* [Record extracts]:
--- Begin ---

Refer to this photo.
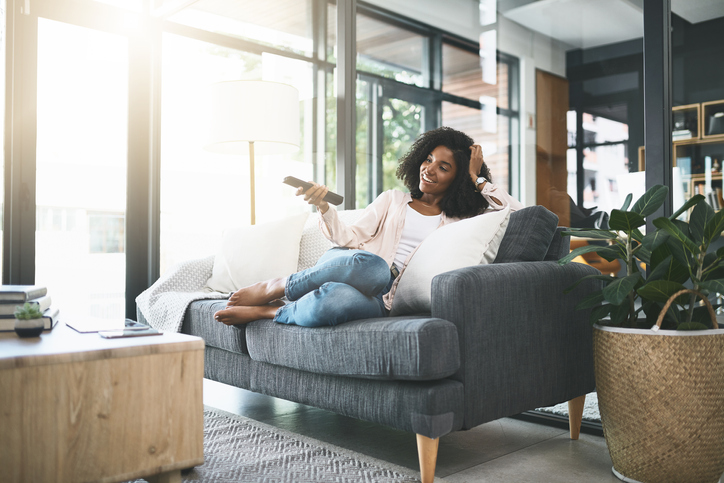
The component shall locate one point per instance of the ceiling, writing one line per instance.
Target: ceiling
(590, 23)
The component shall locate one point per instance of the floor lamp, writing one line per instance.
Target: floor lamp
(258, 117)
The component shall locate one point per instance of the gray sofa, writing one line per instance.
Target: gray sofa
(501, 339)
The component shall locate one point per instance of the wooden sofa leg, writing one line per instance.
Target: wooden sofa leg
(575, 415)
(427, 453)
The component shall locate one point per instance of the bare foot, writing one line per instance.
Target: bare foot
(260, 293)
(235, 315)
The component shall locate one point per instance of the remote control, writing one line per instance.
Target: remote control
(330, 197)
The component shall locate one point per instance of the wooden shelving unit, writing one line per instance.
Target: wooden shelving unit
(698, 141)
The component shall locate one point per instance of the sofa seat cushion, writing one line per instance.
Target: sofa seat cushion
(199, 321)
(393, 348)
(528, 236)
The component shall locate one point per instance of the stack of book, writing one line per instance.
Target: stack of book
(12, 296)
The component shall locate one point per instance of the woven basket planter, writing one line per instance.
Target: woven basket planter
(661, 399)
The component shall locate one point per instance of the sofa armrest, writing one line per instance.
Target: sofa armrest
(522, 342)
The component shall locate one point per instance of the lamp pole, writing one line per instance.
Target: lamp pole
(252, 182)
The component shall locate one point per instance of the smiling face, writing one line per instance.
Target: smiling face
(437, 172)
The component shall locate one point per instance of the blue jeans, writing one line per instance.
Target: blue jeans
(344, 285)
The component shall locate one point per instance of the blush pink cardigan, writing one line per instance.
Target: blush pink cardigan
(380, 227)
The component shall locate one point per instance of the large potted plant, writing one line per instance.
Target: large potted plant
(660, 392)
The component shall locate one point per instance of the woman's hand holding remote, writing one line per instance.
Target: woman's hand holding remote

--- End ---

* [Instructions for the task]: Transcribe the listing in full and omit the pictures.

* [The response]:
Refer to this photo.
The component shall locate one point per instance of the ceiling, writing one line per instance.
Target: ceiling
(590, 23)
The component shall locate one point per instance of the floor lamp, writing one line per instance.
Target: floor lamp
(258, 117)
The component shall locate one point per instance of the gray sofa, writing one line per instance.
Target: gray sofa
(501, 339)
The component shall locate one point per instance of the wooden sofa leg, writing one line per instance.
Target: wooden sofa leg
(575, 415)
(427, 453)
The component shall locate one point per instance of the bare foot, writing one line per instance.
Target: bare foot
(260, 293)
(235, 315)
The component shall locate one point per instance of the remote control, writing one line per instance.
Target: remote control
(330, 197)
The component shall locate one point per instance of the wooden shelving unit, writing one line per instance.
Target: wooden shelving unit
(698, 141)
The component shall locate one point per instance of the sofa seat cushion, writing one line per instance.
Target: sofa seat cushion
(199, 321)
(393, 348)
(528, 236)
The component shall locate one point per instance of the stack of book, writing one line per instance.
Target: stack of book
(12, 296)
The component shall locate one point per instance of the woven basket planter, writing one line per instance.
Target: woven basket planter
(661, 399)
The component shall locate one point per instance of the sofa armrest, writing one line per instance.
Target: sofa armrest
(522, 342)
The component shall locate one point per instance of the lamp pole, writing one line per instance.
Target: lamp pole
(252, 182)
The component shall locate one point per instance of the smiling face, writing one line per instance.
Target: smiling face
(437, 172)
The component shall locate one point per instance of the blue jeans, writing one line per instance.
Target: blue jeans
(344, 285)
The component shall locate one point per instance of the blush pink cardigan, writing one line per instance.
Target: blush pink cardigan
(380, 227)
The component shall locate one point per instance of the large potted plant, writing one line per instance.
Target: large potted plant
(660, 392)
The component shall locate one point per instance of the woman's hand holding remote, writing one line per instance.
Target: woman's hand holding remote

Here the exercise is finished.